▸ **GIVEN PASSAGE**
========

# TOP GEAR '14



## roddy (Dec 25, 2008)

New series starts next Sunday......................I am only saying [smiley=bomb.gif]


----------



## Djfrantik (Dec 23, 2013)

Thanks for the heads up. Gonna set series link up.


----------



## TTSam (Dec 12, 2013)

Sent from my iPhone using Tapatalk


----------



## YELLOW_TT (Feb 25, 2004)

Just set the Sky +


----------



## spike (Dec 26, 2013)

Always a fun program to watch. I caught one of the old ones, where they had the new TT mk2 on it!


----------



## NickG (Aug 15, 2013)

Doesn't look like we are going to be let down!


----------



## roddy (Dec 25, 2008)

truth is,, it a lot of sh*t with some really good bits,, which are worth putting up with all the contrived laddish rubbish for................ OMO :roll:


----------



## Paulj100 (Mar 24, 2009)

roddy said:


> truth is,, it a lot of sh*t with some really good bits,, which are worth putting up with all the contrived laddish rubbish for................ OMO :roll:


+1 well put Roddy.

Paul


----------



## mullum (Sep 16, 2011)

So true :lol:


----------



## spike (Dec 26, 2013)

roddy said:


> truth is,, it a lot of sh*t with some really good bits,, which are worth putting up with all the contrived laddish rubbish for................ OMO :roll:


Its called entertainment :lol:

You can choose to watch it or not!


----------



## roddy (Dec 25, 2008)

it might " entertain " you ,,,, :? but most of it does not entertain me !!
Coronation st " entertains " some people , cock fighting " entertains " some people,,,Jeremy Clarkstons purile drivel entertains some peeps,,,,,,,,,,,,,,, so watch on,, make Jeremy a rich man..


----------



## NoMark (Jul 6, 2011)

As said, entertainment and a good laugh, each to their own.

I can understand why some people don't like Clarkson, he is very "Marmite". I just think he writes funny scripts, maybe it's the child in me?


----------



## igotone (Mar 10, 2010)

NoMark said:


> I can understand why some people don't like Clarkson, he is very "Marmite". I just think he writes funny scripts, maybe it's the child in me?


Agreed, I find Clarkson's newspaper column far more entertaining than having to endure watching him in the flesh. The same goes for his two amigos, they've long since ceased to provide any input to anyone seriously looking for advice on car choice, they've just become this inane comedy trio, admittedly sometimes funny, but more often trying to milk comedy which doesn't exist out of ridiculously contrived situations.


----------



## NickG (Aug 15, 2013)

I'm immature and love the everything about the programme, suits me down to the ground!

Fifth Gear is the place to go for serious car reviews... but i can't stand Tiff or Vikki!!

And i have pretty much all of Clarkson's books, infact they are the only books i read, because i sit there chuckling along whilst reading!


----------



## roddy (Dec 25, 2008)

well I am not sure just how immature or whatever one would have to be to have been " entertained " by that pile of sh*t,, surely one of the worst ever episodes ever,,, was there any good bit , I don't think so [smiley=bigcry.gif]
perhaps for someone who grew up in Essex there may have been the odd tang of nostalgia,, I wouldn't know..


----------



## brian1978 (Jul 10, 2013)

roddy said:


> it might " entertain " you ,,,, :? but most of it does not entertain me !!

========

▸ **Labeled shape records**
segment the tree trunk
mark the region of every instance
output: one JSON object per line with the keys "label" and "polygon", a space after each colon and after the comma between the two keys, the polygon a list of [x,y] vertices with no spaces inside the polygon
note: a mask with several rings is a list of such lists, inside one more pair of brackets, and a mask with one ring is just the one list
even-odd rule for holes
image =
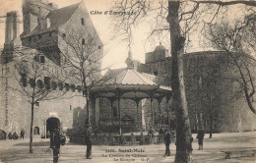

========

▸ **GOAL A**
Decide whether each statement agrees with the Top Gear thread. Answer yes or no for each, and quote the words from the thread that settle it.
(i) NickG names Fifth Gear as the place for serious car reviews.
(ii) igotone finds watching Clarkson on screen more entertaining than reading his newspaper column.
(iii) spike reports having seen an old episode that featured the new TT mk2.
▸ **GOAL B**
Arrange the lines of the labeled shape records above as a JSON list of strings, with one string for each line. Skip blank lines and leave the picture out.

▸ **CORRECT ANSWER A**
(i) Yes: "Fifth Gear is the place to go for serious car reviews"
(ii) No: "I find Clarkson's newspaper column far more entertaining than having to endure watching him in the flesh"
(iii) Yes: "I caught one of the old ones, where they had the new TT mk2 on it!"

▸ **CORRECT ANSWER B**
[
  "segment the tree trunk",
  "mark the region of every instance",
  "output: one JSON object per line with the keys \"label\" and \"polygon\", a space after each colon and after the comma between the two keys, the polygon a list of [x,y] vertices with no spaces inside the polygon",
  "note: a mask with several rings is a list of such lists, inside one more pair of brackets, and a mask with one ring is just the one list",
  "even-odd rule for holes",
  "image ="
]